### PASSAGE PROVIDED
● ● ● ● ●
The US Food and Drug Administration approved the supplemental New Drug Application for the antibiotic Avycaz® (ceftazidime and avibactam; Allergan) to expand the drug’s use to treat adults with hospital-acquired or ventilator-associated bacterial pneumonia.
The approval follows the results of a phase 3, multinational, double-blind clinical trial (REPROVE; ClinicalTrials.gov Identifier: NCT01808092) that compared Avycaz 2.5 g (ceftazidime 2 g and avibactam 0.5 g) given intravenously every 8 hours with meropenem 1 g also given intravenously every 8 hours for 7 to 14 days. Dosages were modified per renal function. Prior and concomitant systemic antibacterial therapy could be administered in patients with proven or suspected Gram-positive or drug-resistant infections.
The study’s primary efficacy end point was 28-day all-cause mortality in the intent-to-treat population. The mortality rate was 9.6% in patients treated with Avycaz compared with 8.3% in patients treated with meropenem (treatment difference, 1.5%; 95% CI, -2.4 to 5.3). With respect to the primary end point, Avycaz demonstrated noninferiority to meropenem. The safety profile was consistent with that of previously reported clinical trials that evaluated Avycaz and the established safety of ceftazidime alone. The most common adverse reactions were diarrhea and vomiting.
● ● ● ● ●
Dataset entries
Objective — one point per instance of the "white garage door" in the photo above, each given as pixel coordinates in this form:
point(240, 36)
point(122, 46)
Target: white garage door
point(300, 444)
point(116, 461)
● ● ● ● ●
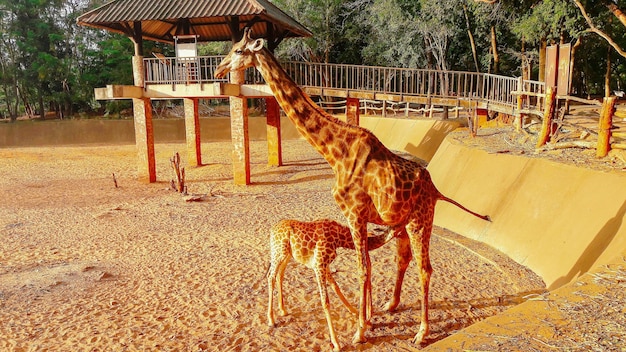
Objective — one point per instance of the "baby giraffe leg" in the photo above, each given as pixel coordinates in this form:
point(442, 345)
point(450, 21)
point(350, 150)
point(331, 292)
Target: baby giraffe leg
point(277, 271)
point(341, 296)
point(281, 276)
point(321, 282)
● ● ● ● ●
Please repeat the passage on the Avycaz approval word for word, starting at "The approval follows" up to and including "or drug-resistant infections.". This material comes from a separate source.

### OUTPUT
The approval follows the results of a phase 3, multinational, double-blind clinical trial (REPROVE; ClinicalTrials.gov Identifier: NCT01808092) that compared Avycaz 2.5 g (ceftazidime 2 g and avibactam 0.5 g) given intravenously every 8 hours with meropenem 1 g also given intravenously every 8 hours for 7 to 14 days. Dosages were modified per renal function. Prior and concomitant systemic antibacterial therapy could be administered in patients with proven or suspected Gram-positive or drug-resistant infections.